### WORK INSTRUCTIONS
Reproduce every one of the records below line for line, without changing a word.

### MATERIAL SUPPLIED
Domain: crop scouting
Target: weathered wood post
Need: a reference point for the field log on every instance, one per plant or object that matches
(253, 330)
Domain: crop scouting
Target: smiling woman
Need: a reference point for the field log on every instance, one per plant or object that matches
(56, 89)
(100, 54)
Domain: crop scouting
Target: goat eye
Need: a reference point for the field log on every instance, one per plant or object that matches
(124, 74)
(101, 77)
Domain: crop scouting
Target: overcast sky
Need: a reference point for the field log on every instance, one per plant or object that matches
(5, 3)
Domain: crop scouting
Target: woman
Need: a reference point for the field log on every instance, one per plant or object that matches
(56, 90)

### TASK OUTPUT
Domain: crop scouting
Target: weathered wood post
Need: a reference point for the field log on every instance, one per plant or object that matches
(253, 330)
Domain: crop scouting
Target: smiling woman
Need: a reference point for the field log on every instance, one per plant or object that matches
(56, 89)
(100, 54)
Domain: crop scouting
Target: goat eye
Need: a reference point for the field log on every instance, one per plant or object that matches
(124, 74)
(101, 77)
Domain: crop scouting
Target: overcast sky
Need: a reference point for the field log on every instance, one per plant or object that matches
(5, 3)
Domain: crop scouting
Target: woman
Need: a reference point for the field log on every instance, one per plant or object that matches
(56, 90)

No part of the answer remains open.